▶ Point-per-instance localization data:
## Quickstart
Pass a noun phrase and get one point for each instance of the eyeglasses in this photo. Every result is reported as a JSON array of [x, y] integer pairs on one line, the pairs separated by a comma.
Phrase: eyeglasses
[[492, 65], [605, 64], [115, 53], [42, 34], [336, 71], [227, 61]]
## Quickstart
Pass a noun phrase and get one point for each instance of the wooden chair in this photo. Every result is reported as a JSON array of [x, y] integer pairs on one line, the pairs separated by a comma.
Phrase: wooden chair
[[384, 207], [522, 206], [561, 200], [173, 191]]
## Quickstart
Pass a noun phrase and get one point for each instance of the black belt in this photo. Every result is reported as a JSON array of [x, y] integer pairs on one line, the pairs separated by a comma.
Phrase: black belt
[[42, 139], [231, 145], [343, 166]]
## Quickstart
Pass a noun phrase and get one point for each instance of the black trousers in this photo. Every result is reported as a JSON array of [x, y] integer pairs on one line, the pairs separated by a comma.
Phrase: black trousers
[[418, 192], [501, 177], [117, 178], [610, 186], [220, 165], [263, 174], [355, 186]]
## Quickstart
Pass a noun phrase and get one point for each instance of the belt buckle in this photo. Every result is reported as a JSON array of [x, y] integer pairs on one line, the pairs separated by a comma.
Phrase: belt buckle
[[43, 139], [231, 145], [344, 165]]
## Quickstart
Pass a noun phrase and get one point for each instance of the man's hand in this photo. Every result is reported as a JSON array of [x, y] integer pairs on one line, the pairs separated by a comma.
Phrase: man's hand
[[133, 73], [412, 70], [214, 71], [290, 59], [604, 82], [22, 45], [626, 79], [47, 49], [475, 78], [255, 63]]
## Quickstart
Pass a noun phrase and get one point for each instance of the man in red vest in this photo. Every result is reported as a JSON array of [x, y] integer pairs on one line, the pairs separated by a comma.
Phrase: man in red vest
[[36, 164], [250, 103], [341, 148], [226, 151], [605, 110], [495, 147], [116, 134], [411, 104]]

▶ Task objective:
Set down, exactly as written, each line of the data from its opening line through the one containing "of the wooden". Output nothing more.

▶ Written reply:
## Quickstart
Pass a noun phrase and get one point for each instance of the eyeglasses in this photo. Every result is reported as a JSON array of [x, y] integer pairs on one line, the pairs separated by a comma.
Phrase: eyeglasses
[[492, 65], [605, 64], [115, 53], [42, 34], [336, 71], [227, 61]]
## Quickstart
Pass a noun phrase and get one point for each instance of the wooden chair in this photo. Every result is reported as a JSON array of [x, y] integer pairs on one line, the pairs separated by a comma.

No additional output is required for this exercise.